Request:
Convert every line of the records below into a Markdown table with the columns Row and Line, numbering the rows and skipping any blank lines. Leave the pictures out of the table.

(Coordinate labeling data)
⁂
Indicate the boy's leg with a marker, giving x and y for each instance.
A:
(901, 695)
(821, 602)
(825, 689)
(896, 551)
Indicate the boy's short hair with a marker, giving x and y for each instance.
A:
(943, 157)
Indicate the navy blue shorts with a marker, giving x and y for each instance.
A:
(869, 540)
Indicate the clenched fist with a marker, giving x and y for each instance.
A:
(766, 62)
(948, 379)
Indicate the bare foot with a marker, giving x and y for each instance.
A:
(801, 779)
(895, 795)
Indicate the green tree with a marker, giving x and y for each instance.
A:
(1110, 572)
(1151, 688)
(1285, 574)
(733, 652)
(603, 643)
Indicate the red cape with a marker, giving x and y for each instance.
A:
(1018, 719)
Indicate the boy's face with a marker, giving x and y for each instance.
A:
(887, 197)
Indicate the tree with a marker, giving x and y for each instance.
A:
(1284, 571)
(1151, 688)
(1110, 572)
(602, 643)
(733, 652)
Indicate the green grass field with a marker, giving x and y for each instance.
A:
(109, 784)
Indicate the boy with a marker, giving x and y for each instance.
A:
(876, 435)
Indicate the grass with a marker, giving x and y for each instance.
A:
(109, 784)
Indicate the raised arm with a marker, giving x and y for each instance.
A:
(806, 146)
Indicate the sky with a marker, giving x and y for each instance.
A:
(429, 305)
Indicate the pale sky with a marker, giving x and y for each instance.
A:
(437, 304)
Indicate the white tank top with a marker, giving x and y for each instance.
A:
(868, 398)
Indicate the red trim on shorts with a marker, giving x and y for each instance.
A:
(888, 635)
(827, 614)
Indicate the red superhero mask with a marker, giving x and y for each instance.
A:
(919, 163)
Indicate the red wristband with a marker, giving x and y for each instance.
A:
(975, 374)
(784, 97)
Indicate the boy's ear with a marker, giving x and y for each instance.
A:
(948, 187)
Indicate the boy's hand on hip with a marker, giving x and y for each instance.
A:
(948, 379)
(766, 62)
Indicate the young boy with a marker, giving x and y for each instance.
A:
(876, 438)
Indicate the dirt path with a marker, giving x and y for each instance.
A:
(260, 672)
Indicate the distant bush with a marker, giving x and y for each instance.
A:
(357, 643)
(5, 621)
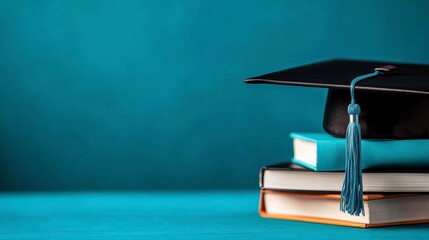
⁂
Result below:
| Row | Line |
|---|---|
| 1 | Indicate the boy's leg with a marker, giving x and y for each instance. |
| 2 | A: |
| 3 | (901, 695) |
| 4 | (821, 602) |
| 5 | (825, 689) |
| 6 | (896, 551) |
| 7 | Indicate the boy's short hair with a marker, giving x and y for each instance. |
| 8 | A: |
| 9 | (943, 157) |
| 10 | Indicate the navy blue shorts with a marker, giving x and y for each instance. |
| 11 | A: |
| 12 | (869, 540) |
| 13 | Indicate the clenched fist with a marker, giving x and y for each instance. |
| 14 | A: |
| 15 | (766, 62) |
| 16 | (948, 379) |
| 17 | Indicate the bare foot with a marker, giving x and y for each instance. |
| 18 | A: |
| 19 | (801, 779) |
| 20 | (895, 795) |
| 21 | Indicate the green tree with a marker, giving x and y for each instance. |
| 22 | A: |
| 23 | (1110, 572) |
| 24 | (1151, 688) |
| 25 | (1285, 574) |
| 26 | (733, 652) |
| 27 | (603, 643) |
| 28 | Indicate the red cape with a marker, giving x and y for each instance. |
| 29 | A: |
| 30 | (1018, 719) |
| 31 | Indicate the boy's face with a marker, giving x and y for each instance. |
| 32 | A: |
| 33 | (887, 197) |
| 34 | Indicate the tree with a marker, giving x and y for each instance. |
| 35 | A: |
| 36 | (1284, 571) |
| 37 | (1151, 688) |
| 38 | (1110, 572) |
| 39 | (602, 643) |
| 40 | (733, 652) |
| 41 | Indicate the green grass field with a marker, giving x and y for each instance. |
| 42 | A: |
| 43 | (109, 784) |
| 44 | Indicate the boy with a marker, giving x and y for each instance. |
| 45 | A: |
| 46 | (876, 435) |
| 47 | Indicate the grass with a marker, giving x and y for each instance. |
| 48 | A: |
| 49 | (109, 784) |
| 50 | Indicate the raised arm with a marker, giving x and y for each instance. |
| 51 | A: |
| 52 | (806, 146) |
| 53 | Indicate the sky with a marker, giving x and y for each instance. |
| 54 | A: |
| 55 | (429, 305) |
| 56 | Indicate the pale sky with a marker, giving x and y for each instance. |
| 57 | A: |
| 58 | (437, 304) |
| 59 | Indicate the white tank top with a marker, giving x and y for each instance. |
| 60 | A: |
| 61 | (868, 398) |
| 62 | Indicate the red trim on shorts with a marker, giving x and y for each instance. |
| 63 | A: |
| 64 | (888, 635) |
| 65 | (827, 614) |
| 66 | Indicate the red superhero mask with a marker, giving x and y for each instance. |
| 67 | A: |
| 68 | (919, 163) |
| 69 | Indicate the red wristband with a marker, giving x and y for each instance. |
| 70 | A: |
| 71 | (975, 374) |
| 72 | (784, 97) |
| 73 | Indicate the boy's ear with a marker, giving x and y for each instance. |
| 74 | A: |
| 75 | (948, 187) |
| 76 | Indicate the boy's hand on hip with a marker, giving x and y for each instance. |
| 77 | A: |
| 78 | (948, 379) |
| 79 | (766, 62) |
| 80 | Indicate the young boy with a marker, giving x and y for each instance. |
| 81 | A: |
| 82 | (876, 438) |
| 83 | Indicate the dirt path with a marker, giving x and y for each instance. |
| 84 | A: |
| 85 | (260, 672) |
| 86 | Indicate the distant bush with a marker, giving x and y for each instance. |
| 87 | A: |
| 88 | (357, 643) |
| 89 | (5, 621) |